### WHAT YOU HAVE TO DO
Write out, word for word, only the lines from the one with "Mark every instance of the seesaw" to the end of the data below.

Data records
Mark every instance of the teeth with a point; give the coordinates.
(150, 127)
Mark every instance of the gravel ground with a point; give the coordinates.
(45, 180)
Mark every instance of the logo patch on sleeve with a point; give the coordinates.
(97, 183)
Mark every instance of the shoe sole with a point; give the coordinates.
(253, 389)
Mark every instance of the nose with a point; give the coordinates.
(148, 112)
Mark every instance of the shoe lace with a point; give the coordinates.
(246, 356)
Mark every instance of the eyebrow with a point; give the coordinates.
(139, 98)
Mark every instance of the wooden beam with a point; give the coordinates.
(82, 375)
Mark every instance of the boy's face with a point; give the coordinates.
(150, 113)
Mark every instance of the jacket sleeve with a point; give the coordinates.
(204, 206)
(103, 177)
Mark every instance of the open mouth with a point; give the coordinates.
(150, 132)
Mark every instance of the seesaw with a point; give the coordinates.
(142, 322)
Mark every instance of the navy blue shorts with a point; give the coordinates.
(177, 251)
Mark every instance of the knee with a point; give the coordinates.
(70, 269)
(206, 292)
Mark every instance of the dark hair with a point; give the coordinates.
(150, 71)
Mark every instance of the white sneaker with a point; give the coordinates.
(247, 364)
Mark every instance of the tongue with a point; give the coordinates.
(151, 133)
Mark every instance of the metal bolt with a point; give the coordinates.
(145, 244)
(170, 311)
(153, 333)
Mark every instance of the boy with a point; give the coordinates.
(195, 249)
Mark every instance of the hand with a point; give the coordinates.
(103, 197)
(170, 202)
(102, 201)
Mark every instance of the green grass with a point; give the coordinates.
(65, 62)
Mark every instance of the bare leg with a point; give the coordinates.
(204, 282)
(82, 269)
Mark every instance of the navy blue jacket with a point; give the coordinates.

### OUTPUT BELOW
Mark every instance of the seesaw with a point; give the coordinates.
(142, 322)
Mark every instance of the navy blue shorts with a point; give the coordinates.
(177, 251)
Mark every instance of the knee with a point; give the coordinates.
(70, 269)
(206, 292)
Mark every instance of the dark hair with a point; give the coordinates.
(150, 71)
Mark every instance of the white sneaker with a point; give the coordinates.
(247, 364)
Mark every instance of the tongue with a point; give the coordinates.
(151, 133)
Mark every instance of the metal bolt with a point; give the coordinates.
(145, 244)
(170, 311)
(153, 333)
Mark every instance of the boy with a point; give the coordinates.
(195, 249)
Mark every instance of the hand with a point; give the coordinates.
(103, 197)
(170, 202)
(102, 201)
Mark every instance of the green grass with a point; give the coordinates.
(65, 62)
Mark every instance of the bare leg with a point; give the coordinates.
(204, 282)
(82, 269)
Mark every instance of the navy blue jacket with a point; give the coordinates.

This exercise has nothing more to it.